» WHAT TO WORK ON
Duplicate the rows unchanged, starting at the row that contains "Reviewer note: every instance of the cathedral entrance" and ending at the last row, with both ends included.

Object position labeling rows
----------
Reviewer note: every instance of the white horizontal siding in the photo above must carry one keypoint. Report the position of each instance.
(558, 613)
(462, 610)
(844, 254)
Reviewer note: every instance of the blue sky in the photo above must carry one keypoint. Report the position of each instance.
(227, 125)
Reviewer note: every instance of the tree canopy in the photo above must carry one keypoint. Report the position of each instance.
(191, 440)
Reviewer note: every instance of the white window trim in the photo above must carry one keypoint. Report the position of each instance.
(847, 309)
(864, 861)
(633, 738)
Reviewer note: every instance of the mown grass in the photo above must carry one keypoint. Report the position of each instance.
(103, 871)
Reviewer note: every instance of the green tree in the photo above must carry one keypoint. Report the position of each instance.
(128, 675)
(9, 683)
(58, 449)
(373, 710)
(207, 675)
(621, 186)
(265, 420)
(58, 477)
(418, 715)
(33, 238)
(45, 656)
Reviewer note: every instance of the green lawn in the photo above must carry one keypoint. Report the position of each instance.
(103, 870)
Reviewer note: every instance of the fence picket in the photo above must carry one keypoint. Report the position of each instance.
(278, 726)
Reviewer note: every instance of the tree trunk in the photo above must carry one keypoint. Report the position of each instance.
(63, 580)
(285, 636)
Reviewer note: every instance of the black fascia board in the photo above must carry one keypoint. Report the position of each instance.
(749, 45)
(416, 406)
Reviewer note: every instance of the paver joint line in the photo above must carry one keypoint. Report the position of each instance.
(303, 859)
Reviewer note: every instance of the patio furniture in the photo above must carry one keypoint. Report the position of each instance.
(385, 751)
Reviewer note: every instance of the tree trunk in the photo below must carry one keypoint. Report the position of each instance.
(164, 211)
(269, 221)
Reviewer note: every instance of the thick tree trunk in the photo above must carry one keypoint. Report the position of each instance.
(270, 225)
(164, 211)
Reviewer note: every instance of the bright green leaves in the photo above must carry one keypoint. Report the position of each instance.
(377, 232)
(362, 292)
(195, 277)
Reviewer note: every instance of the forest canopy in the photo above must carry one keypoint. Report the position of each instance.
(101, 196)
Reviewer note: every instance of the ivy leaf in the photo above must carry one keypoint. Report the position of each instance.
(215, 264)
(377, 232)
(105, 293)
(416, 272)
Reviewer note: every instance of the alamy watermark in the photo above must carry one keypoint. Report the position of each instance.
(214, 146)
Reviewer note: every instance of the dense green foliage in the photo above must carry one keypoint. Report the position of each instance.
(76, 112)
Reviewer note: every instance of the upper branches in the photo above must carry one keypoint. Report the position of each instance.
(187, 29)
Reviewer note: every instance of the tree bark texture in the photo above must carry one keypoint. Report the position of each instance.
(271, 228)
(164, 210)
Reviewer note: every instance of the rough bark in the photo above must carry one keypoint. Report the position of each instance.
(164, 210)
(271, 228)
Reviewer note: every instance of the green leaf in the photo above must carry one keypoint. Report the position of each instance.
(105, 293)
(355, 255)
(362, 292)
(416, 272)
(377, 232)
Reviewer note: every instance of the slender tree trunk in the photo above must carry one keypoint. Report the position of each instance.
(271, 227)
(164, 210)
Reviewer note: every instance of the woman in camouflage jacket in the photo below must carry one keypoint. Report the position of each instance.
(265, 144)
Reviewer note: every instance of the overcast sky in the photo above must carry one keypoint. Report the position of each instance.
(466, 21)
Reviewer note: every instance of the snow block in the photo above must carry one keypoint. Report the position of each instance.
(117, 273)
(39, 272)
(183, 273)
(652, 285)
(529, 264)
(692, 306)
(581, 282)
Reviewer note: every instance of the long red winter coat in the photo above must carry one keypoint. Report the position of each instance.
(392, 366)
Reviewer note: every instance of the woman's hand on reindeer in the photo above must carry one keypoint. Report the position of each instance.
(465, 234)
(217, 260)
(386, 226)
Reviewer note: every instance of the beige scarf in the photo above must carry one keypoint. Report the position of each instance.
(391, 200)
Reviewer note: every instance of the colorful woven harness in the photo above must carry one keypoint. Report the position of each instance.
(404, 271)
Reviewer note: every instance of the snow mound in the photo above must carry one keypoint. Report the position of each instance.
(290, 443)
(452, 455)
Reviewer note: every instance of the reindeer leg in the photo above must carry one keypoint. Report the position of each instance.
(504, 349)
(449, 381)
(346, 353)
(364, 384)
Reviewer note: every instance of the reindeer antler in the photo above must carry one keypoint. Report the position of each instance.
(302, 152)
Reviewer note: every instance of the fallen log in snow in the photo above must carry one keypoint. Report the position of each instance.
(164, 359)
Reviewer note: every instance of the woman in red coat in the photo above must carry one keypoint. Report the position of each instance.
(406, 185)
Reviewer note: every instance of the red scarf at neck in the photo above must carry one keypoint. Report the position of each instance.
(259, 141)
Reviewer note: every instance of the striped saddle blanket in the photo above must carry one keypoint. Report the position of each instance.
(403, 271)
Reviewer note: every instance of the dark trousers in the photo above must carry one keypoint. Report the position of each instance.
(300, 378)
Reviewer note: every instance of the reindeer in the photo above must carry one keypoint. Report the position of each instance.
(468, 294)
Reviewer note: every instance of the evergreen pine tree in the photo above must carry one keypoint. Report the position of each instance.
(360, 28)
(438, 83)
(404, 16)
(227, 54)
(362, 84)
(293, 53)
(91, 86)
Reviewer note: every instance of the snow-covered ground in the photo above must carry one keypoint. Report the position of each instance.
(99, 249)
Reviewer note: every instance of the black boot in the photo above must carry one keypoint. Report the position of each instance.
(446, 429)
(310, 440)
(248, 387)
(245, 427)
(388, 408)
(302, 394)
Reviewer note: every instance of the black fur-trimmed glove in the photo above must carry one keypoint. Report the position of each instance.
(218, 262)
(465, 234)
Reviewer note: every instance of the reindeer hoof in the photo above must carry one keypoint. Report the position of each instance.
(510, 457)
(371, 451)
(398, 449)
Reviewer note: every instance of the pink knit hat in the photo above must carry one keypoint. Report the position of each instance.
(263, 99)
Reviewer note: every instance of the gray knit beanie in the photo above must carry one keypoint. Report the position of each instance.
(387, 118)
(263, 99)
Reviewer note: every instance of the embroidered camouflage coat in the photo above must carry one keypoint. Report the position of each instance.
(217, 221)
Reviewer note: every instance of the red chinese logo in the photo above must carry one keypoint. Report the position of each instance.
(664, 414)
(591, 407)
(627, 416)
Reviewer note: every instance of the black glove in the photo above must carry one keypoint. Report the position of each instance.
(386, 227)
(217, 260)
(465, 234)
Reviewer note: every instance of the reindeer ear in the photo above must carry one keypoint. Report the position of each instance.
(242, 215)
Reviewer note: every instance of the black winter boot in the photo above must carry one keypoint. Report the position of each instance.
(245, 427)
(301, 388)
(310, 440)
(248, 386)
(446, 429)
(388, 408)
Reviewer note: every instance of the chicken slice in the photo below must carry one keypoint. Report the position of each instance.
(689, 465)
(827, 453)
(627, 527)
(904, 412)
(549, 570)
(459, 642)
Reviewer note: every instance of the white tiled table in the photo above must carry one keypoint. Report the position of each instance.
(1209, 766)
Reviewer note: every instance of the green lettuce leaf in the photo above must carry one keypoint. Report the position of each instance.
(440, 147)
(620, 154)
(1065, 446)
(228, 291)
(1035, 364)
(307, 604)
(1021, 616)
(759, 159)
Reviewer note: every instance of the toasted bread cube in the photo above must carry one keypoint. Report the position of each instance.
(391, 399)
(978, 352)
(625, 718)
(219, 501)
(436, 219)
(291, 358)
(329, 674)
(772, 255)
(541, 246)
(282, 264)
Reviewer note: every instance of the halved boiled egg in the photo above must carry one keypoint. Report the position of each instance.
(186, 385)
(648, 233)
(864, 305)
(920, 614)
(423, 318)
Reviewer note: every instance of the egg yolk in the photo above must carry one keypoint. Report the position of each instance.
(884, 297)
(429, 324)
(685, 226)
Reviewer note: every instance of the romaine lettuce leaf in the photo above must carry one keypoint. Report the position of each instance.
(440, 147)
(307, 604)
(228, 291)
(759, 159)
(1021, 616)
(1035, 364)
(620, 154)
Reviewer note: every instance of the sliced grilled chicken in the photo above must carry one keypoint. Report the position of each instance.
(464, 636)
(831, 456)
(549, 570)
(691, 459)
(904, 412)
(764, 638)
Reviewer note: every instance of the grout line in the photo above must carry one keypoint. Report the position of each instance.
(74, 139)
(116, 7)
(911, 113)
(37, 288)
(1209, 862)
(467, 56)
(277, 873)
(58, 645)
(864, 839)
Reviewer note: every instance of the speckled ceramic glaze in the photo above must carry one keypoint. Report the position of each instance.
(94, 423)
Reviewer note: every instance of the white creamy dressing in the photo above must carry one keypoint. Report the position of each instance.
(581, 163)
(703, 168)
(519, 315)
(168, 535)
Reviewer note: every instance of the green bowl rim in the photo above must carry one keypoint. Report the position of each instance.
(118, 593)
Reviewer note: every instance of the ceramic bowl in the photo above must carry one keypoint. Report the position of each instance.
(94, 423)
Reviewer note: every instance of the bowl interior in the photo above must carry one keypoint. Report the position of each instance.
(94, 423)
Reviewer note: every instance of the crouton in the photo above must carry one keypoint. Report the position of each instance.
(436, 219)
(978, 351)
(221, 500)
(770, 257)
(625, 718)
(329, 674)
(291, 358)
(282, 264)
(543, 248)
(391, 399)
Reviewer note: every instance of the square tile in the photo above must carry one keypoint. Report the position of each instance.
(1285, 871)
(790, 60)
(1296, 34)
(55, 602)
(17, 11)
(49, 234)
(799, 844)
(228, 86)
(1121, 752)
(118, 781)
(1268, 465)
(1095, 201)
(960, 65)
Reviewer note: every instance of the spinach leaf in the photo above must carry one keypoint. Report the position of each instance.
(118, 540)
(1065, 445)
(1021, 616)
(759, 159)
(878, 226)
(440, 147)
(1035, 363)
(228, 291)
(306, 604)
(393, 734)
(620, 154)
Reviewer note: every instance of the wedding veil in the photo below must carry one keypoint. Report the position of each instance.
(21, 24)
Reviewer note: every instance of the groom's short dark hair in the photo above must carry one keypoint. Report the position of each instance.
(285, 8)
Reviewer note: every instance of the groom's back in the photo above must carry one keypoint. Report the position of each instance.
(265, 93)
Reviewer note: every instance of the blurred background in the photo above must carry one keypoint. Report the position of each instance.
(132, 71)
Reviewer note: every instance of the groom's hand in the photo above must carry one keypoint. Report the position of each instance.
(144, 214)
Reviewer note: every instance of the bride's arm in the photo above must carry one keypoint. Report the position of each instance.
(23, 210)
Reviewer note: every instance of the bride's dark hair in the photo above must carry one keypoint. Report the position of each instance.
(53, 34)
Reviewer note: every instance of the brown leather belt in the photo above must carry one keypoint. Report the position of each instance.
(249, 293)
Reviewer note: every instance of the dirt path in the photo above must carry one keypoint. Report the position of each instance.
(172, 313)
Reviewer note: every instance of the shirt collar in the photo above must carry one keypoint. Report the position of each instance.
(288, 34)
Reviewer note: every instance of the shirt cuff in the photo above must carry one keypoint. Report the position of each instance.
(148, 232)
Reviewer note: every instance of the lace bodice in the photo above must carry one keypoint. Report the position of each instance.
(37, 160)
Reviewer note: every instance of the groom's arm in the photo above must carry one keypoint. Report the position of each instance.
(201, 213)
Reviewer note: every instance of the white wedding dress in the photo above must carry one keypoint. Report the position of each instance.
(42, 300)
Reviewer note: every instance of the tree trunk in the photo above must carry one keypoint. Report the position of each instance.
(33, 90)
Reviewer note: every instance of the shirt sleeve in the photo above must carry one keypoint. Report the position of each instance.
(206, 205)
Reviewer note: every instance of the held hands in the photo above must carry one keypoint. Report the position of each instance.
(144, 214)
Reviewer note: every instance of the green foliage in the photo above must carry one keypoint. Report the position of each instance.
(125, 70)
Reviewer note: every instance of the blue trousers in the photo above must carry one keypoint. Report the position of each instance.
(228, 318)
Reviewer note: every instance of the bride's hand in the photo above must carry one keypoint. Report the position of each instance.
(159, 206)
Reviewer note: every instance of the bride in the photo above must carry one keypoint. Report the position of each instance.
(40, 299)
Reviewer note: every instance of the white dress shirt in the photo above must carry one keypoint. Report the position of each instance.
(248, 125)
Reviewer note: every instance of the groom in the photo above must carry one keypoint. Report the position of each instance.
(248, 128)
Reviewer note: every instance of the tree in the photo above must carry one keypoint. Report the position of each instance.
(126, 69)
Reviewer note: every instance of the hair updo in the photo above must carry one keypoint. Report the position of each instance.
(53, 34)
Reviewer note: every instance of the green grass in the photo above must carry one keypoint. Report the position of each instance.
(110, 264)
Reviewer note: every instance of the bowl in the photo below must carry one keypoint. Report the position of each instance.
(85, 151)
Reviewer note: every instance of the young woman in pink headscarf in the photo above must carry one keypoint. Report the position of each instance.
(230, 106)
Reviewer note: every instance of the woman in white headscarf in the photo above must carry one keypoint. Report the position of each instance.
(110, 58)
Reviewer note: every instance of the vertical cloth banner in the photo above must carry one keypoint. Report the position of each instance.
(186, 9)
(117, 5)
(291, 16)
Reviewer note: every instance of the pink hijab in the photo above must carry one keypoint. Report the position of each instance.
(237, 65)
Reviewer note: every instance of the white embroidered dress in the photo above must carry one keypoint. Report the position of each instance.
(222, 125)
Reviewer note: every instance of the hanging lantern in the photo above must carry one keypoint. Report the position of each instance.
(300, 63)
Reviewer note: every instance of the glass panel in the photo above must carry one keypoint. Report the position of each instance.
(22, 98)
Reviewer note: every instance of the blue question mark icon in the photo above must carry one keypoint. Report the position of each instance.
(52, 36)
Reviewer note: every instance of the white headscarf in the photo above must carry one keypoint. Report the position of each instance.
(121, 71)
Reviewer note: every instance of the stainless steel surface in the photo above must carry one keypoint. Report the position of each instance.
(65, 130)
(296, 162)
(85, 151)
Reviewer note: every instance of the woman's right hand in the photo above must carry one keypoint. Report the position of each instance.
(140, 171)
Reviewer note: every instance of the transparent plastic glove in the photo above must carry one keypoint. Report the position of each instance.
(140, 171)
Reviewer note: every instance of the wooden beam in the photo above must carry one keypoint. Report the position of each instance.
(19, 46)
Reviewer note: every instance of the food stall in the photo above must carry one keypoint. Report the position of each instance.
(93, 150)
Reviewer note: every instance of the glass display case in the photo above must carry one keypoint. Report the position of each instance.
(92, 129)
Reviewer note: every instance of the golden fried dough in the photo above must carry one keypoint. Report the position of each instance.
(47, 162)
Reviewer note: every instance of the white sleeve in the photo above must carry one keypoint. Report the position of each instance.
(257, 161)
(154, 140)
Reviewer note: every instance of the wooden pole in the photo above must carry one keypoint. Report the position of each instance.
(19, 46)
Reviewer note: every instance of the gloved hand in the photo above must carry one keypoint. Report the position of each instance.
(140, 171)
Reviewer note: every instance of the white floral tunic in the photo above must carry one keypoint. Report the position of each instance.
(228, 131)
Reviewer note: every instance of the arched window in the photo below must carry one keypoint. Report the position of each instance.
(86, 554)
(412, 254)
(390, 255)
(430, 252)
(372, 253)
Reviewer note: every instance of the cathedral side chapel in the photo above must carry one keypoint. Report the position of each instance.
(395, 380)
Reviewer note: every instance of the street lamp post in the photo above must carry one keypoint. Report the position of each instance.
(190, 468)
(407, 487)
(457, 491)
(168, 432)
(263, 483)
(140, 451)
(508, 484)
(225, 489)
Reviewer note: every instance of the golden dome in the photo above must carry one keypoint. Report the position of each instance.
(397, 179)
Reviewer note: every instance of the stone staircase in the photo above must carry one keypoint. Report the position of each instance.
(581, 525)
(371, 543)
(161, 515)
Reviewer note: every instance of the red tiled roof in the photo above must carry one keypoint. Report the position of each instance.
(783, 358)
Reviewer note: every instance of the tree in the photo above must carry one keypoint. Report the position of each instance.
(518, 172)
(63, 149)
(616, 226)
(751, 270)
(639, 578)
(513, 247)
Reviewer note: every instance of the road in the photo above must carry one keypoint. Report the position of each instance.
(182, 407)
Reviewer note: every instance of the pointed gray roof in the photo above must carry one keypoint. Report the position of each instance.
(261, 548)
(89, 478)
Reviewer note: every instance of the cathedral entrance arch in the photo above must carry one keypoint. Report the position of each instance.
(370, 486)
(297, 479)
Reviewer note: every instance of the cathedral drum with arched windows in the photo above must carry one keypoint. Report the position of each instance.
----------
» TASK ANSWER
Reviewer note: every instance of the cathedral entrance arch in the photo above must carry one keypoint. Report the position of each instance.
(370, 486)
(297, 479)
Reviewer note: every instance of the cathedral drum with arched windows in the photo above must carry one keypoint. Report the position of each instance.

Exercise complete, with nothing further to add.